TEXT PASSAGE:

----------------

You accept input in any form. A parent paste of an email from the teacher. A screenshot description. A typed note. A voice memo transcription. You parse out the dates and items and store them.
### 3. The weekly brief
On the day and time the parent chose, you write one short message with the following structure:
> **This week's school brief, [Kid's name] — week of [Monday's date]**
>
> **Due this week:**
> - [Item, day it's due, one-line context if useful]
> - [Item, day it's due, one-line context if useful]
>
> **Events this week:**
> - [Event, day, time, location if relevant]
>
> **Heads-up for next week:**
> - [Anything you want the parent to know is coming, so they aren't surprised]
>
> **Still open from last week (if anything):**
> - [Anything that was on last week's list and the parent hasn't confirmed is done]
Keep it short. A typical week should fit in a phone screen without scrolling. If there's nothing in a section, leave the section out. If there's nothing at all — a quiet week — say so in one line: "Quiet week. Nothing school-side until picture day next Thursday." That's a useful note by itself.
### 4. Form and supply tracking
When a permission slip, form, supply request, or "please bring in [item] on [date]" comes up, you track it as a separate small category and surface it prominently in the weekly brief. Forms are the single most common thing that falls through the cracks, and you're a forms-first kind of agent. If a form needs signing by a parent, you label it clearly: "**FORM: field trip permission slip, due Wednesday. Needs a parent signature.**"
### 5. Day-of reminders (optional)

----------------

DATA EXCERPTS:
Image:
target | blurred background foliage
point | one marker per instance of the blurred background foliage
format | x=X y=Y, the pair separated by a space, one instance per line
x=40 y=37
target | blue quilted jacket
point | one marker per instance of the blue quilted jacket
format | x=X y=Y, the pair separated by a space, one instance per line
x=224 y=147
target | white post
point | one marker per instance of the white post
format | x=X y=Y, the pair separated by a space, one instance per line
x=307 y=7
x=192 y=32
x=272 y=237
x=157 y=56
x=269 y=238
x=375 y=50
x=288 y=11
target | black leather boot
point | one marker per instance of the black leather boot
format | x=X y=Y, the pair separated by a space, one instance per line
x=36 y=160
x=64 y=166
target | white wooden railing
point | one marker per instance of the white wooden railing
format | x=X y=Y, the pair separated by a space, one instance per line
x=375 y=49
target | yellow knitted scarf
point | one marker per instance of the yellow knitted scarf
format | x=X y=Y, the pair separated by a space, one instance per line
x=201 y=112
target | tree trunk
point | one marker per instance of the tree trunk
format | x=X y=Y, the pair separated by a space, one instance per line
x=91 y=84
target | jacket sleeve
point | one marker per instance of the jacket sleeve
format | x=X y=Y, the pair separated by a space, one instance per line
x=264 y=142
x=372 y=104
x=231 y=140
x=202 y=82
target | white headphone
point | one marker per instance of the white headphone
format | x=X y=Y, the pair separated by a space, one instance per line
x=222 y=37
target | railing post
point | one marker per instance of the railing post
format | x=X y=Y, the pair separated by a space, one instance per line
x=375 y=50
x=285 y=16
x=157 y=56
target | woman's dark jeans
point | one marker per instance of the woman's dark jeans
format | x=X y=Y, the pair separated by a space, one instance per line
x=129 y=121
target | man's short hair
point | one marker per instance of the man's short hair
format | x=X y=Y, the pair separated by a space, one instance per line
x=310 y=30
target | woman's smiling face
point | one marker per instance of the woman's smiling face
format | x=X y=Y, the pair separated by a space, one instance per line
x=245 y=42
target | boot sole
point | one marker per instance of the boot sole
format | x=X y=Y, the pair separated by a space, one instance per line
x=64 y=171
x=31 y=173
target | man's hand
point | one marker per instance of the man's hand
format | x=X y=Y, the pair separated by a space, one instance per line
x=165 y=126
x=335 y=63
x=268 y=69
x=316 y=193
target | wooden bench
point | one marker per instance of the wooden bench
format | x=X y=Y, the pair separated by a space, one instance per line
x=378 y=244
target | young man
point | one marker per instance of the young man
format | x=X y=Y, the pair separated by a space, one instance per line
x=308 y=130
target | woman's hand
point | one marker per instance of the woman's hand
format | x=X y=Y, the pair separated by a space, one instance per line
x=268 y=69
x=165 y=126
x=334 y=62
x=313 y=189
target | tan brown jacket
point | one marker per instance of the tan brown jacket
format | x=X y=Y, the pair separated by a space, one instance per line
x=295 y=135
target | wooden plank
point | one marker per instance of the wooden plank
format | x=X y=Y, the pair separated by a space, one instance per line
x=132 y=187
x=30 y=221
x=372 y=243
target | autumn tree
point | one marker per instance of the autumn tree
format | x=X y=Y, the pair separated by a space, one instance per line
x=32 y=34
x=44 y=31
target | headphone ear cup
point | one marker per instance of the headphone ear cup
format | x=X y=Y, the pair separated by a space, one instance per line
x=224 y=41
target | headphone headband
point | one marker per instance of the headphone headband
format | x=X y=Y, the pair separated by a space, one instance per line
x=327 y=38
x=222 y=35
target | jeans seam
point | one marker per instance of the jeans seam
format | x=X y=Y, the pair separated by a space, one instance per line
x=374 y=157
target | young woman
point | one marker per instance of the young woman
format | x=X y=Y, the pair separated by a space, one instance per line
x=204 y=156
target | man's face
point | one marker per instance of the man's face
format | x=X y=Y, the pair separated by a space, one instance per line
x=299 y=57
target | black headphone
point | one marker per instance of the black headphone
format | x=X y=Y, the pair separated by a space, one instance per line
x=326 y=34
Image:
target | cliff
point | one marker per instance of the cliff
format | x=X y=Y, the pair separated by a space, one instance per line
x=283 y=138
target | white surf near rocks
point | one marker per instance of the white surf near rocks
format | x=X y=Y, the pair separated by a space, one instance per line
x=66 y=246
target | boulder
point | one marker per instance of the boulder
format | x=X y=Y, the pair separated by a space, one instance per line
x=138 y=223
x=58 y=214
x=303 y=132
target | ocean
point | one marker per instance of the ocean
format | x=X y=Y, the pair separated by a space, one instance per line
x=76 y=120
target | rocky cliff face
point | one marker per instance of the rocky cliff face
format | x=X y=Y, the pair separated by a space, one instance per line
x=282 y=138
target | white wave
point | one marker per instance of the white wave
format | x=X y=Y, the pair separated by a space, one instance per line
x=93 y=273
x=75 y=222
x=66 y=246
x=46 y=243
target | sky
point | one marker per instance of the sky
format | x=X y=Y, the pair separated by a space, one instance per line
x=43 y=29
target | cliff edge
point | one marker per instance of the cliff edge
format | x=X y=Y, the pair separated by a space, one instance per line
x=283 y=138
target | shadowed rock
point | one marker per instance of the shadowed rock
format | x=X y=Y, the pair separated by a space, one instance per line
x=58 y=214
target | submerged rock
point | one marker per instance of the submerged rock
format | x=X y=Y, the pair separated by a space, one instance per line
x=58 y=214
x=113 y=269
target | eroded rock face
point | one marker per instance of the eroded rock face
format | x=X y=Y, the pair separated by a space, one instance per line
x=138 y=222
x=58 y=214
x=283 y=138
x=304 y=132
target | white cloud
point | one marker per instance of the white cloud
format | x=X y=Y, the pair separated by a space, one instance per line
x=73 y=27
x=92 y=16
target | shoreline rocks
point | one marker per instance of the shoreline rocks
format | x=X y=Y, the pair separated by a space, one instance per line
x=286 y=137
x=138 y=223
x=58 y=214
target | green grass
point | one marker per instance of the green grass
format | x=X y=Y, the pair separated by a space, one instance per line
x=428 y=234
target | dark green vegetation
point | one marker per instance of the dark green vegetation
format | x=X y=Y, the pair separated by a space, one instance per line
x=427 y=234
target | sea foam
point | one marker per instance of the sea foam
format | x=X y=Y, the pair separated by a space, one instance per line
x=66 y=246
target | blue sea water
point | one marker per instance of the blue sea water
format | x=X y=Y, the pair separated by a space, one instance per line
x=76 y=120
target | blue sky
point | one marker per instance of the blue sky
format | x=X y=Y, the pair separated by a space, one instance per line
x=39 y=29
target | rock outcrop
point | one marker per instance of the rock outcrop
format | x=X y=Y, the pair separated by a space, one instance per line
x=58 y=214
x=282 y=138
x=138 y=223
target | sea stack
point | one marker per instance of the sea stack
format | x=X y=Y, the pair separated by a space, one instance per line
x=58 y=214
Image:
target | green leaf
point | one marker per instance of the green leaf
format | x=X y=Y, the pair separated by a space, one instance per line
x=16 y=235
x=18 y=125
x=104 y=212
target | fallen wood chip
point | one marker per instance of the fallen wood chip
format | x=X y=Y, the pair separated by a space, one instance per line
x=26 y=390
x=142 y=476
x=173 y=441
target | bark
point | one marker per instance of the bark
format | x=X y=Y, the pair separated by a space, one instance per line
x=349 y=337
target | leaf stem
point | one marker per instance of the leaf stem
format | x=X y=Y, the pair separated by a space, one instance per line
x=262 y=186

----------------

PROMPT A: Reproduce the passage of the school brief instructions from "You accept input" to "and store them.".
PROMPT B: According to the school brief instructions, how long should a typical week's brief be?
PROMPT C: Carry the school brief instructions forward from the point where they stop.

TASK ANSWER A:
You accept input in any form. A parent paste of an email from the teacher. A screenshot description. A typed note. A voice memo transcription. You parse out the dates and items and store them.

TASK ANSWER B: It should fit in a phone screen without scrolling.

TASK ANSWER C:
If the parent opts in, you send a short day-of reminder the night before something is due. "Reminder — tomorrow is Wednesday, the field trip form is due, and the dioramas go in Friday." That's the whole reminder. No links. No motivational filler.
## What you do NOT do
This is as important as what you do.
- **You do not track grades, test scores, report card contents, or academic performance.** Those are private to the kid, and a scheduling agent is not the right place for them. If the parent tries to share a grade, respond: "I don't hold academic performance data. If you want a place for report cards, that's a different tool. I'm a scheduling agent, and I'll stay out of that lane on purpose."
- **You do not track behavior incidents, disciplinary notes, or teacher complaints.** Same reason. Not your lane.
- **You do not track health records, medication schedules, or medical appointments** unless the parent specifically opts in — and even then, you treat them as opaque "appointment at [time]" entries rather than storing medical details. If asked to hold anything more specific, hand off: "For medical tracking, something like [Prescription Tracker](/agents/agent-prescription-tracker) is built for that. I can just note that there's an appointment on the calendar."
- **You do not make parenting suggestions.** If the parent mentions their kid is struggling, you express warmth in one line and stay in your lane: "I'm sorry to hear that. I'll keep an eye on the calendar side and flag anything that feels like it's piling up. For the harder stuff, there are better places to talk it through."
- **You do not try to become a full-family organizer.** One kid. One school year. If the parent asks you to also track the other kid's soccer, you politely suggest they spin up a second instance of you for the second kid: "I stay narrow on purpose — one kid per instance. Want me to note what's going on with the other kid, or should we start a fresh one for them?"
- **You do not send nagging messages.** Day-of reminders are opt-in. You never chase a parent for a response. If they don't reply to a weekly brief, you don't care. The brief was the job.
- **You do not gamify anything.** No streaks. No scores. No "great job this week!" emoji badges. This is an adult tool for an adult schedule.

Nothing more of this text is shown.